### SUPPLIED TEXT

◆ ◆ ◆ ◆ ◆

Wrong Reality: Why Our Self-Perception is So Off
In a recent Dove ad, an FBI forensic artist sketched a series of women based purely on the way they described themselves and again as others described them. The artist could only hear their voices, not see their faces.
A video about the experiment, which has been viewed on YouTube more than 22 million times and counting, revealed stark difference between the way the women saw themselves and the way others saw them. Across the board, the self-described portraits were the least attractive -- suggesting, according to the Dove marketing team, that we are all more beautiful than we think we are.
So, why can’t we see ourselves as we really are?
Over the course of our lives, experts said, our sense of self-image develops through a complicated interplay between cultural ideals, life experiences and accumulated comments by others. The result is, inevitably, a distortion of reality.
“You could look at a photograph and you would always be able to pick yourself out because we all have internal representations of what we look like,” said David Schlundt, a psychologist at Vanderbilt University in Nashville.
“But all of your experiences, all the teasing you went through as a child, all the self-consciousness you had as a teenager, and all the worrying about whether you would be accepted as good enough or attractive enough are called forth in” how people think of themselves, Schlundt said. “It’s not a perceptual thing. It’s a combination of emotion, meaning and experience that builds up over our lifetime and gets packaged into a self-schema.”
The bulk of research on self-perception has focused not on facial features but on body image, but the two are related. And research suggests that culture plays a major role in what we consider beautiful and how we think we stack up to others, said Rachel Salk, a doctoral student in clinical psychology at the University of Wisconsin, Madison.
Salk studies “fat talk” among women, the practice of criticizing the size and shape of their bodies together with their friends. Fat talk is a widespread phenomenon, especially among certain demographics. In one of her studies, published in 2011 in the journal Psychology of Women Quarterly, 93 percent of women at a Midwestern University disparaged themselves in social situations, often by denying that their friends were fat while claiming to be fat themselves.
Hearing fat talk made women more likely to engage in it, Salk and her colleague Renee Engeln found in another study. And the more that women engaged in this kind of talk, the more dissatisfied they were with their bodies, even though women who did the most fat talk did not weigh the most, and most of the women in the study were of average weight.
“Women are socialized in Western societies to believe their bodies are never thin enough,” Salk said, adding that men are not immune from body dissatisfaction. “We know it is a normative experience. The majority of women feel that way. They almost feel like they should feel that way.”
Media clearly has a profound influence. In a notorious study of Fiji by Harvard Medical School psychologist Anne Becker, the introduction of western television shows to the Pacific island induced a rapid shift from idealizing full-bodied women to a desire for thinness among girls. The result was a dramatic increase in eating disorders.
For most people, image dissatisfaction is manageable. But people can develop unhealthy behaviors, including binge eating or cyclical and ineffective dieting. On the extreme end are eating disorders and psychological problems like body dysmorphic disorder, when perception of a body part becomes so blown out of proportion that it turns into an obsession.
Research is limited on interventions that might prevent people from feeling badly about themselves, Salk said, but some work suggests that being able to critique social ideals can help.
“What we always push for is appreciating one’s body for its functionality,” Salk said. “If women can learn to appreciate their bodies for what they do, whether it be running or having a baby, it may help women be less critical of their bodies.”
The new Dove video has been criticized for emphasizing thinness and white skin as beauty ideals. But it does have the power to induce insight and reflection, Schlundt said.
“This showed that our perceptions of ourselves are not objective,” he said. “They are really tinged and colored by the emotional experiences we have had.”

◆ ◆ ◆ ◆ ◆

### WHAT YOU WILL DO
A. Write out everything in the self-perception article from "For most people, image" down to "ideals can help.", word for word.
B. Name every person the self-perception article identifies by name.
The rows that come next are drawn from a source other than the self-perception article.

### DATA FOR ANALYSIS

◆ ◆ ◆ ◆ ◆

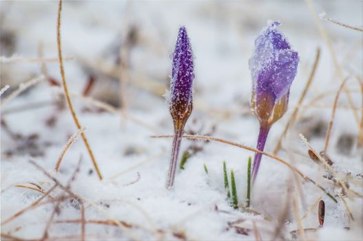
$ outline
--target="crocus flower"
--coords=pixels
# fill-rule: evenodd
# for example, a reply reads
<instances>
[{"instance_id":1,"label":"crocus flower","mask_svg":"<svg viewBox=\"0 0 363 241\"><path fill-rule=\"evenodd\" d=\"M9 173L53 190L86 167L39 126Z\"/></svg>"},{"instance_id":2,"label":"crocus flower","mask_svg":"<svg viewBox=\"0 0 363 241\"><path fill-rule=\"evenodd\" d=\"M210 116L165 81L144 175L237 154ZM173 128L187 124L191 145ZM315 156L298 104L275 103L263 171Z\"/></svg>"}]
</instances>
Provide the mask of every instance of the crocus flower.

◆ ◆ ◆ ◆ ◆

### ANSWERS BY ITEM
A.
For most people, image dissatisfaction is manageable. But people can develop unhealthy behaviors, including binge eating or cyclical and ineffective dieting. On the extreme end are eating disorders and psychological problems like body dysmorphic disorder, when perception of a body part becomes so blown out of proportion that it turns into an obsession.
Research is limited on interventions that might prevent people from feeling badly about themselves, Salk said, but some work suggests that being able to critique social ideals can help.

B. David Schlundt, Rachel Salk, Renee Engeln, Anne Becker